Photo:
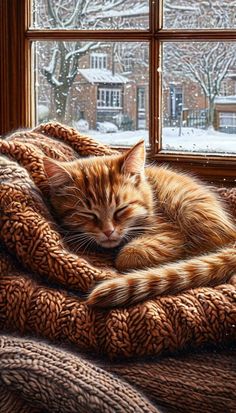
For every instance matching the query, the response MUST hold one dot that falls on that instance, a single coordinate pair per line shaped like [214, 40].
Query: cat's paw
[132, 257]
...
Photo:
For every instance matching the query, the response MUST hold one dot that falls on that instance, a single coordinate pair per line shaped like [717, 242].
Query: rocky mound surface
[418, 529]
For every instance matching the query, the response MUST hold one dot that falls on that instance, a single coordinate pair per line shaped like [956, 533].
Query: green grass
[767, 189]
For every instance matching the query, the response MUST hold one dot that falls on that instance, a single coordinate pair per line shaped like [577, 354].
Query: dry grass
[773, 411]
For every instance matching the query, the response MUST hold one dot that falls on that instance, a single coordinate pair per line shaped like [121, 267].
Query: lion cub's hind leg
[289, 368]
...
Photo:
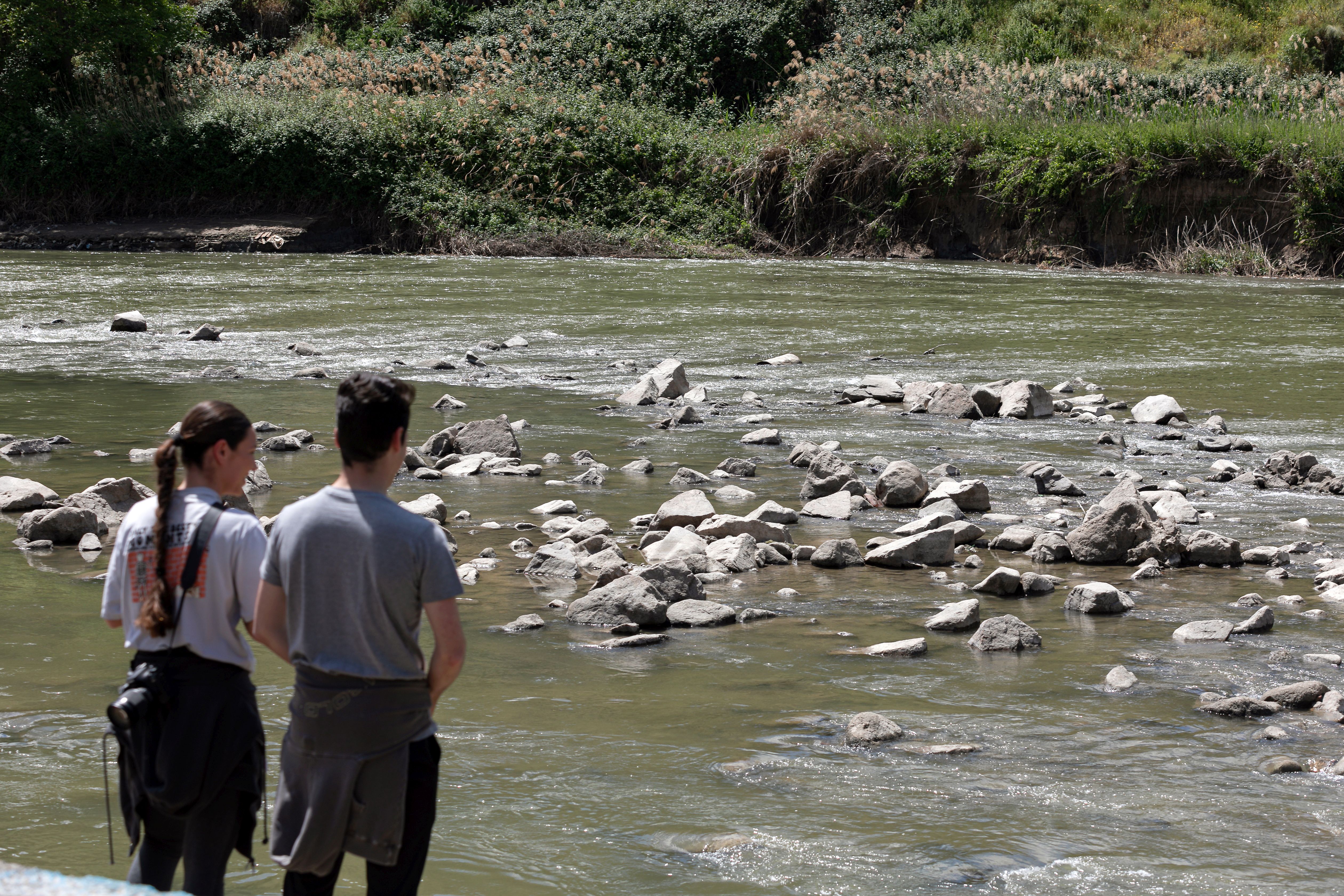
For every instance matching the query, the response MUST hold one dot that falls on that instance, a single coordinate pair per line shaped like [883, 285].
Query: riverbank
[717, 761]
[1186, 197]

- **Problem**
Wherever the string "response" occurs in the listing, return the line it sits on.

- **Output**
For every instance matching the query, the response MUST hold one dot that falls on that instance, a single coordinate pair per line shaped like [214, 40].
For every instance matching the query, the response MUST hold one dot that falls on that instance, a single coordinate pair per line shaped like [717, 242].
For every instance matching the query, the response MUST hold one dot that falls on that instance, a single coordinate pair per line shaped like [956, 533].
For every instance matching the query, the response MUST hold one dot that falls on that instance, a single coordinate pair per line shaped like [577, 354].
For every instance matching the query, the response MUST hold one dot that falls on that instance, a single coordinate pair per line shaped like [121, 267].
For every instance matching the query, the response MUST hold one dot that falls on that instance, a single coordinate pair per line shaped like [883, 285].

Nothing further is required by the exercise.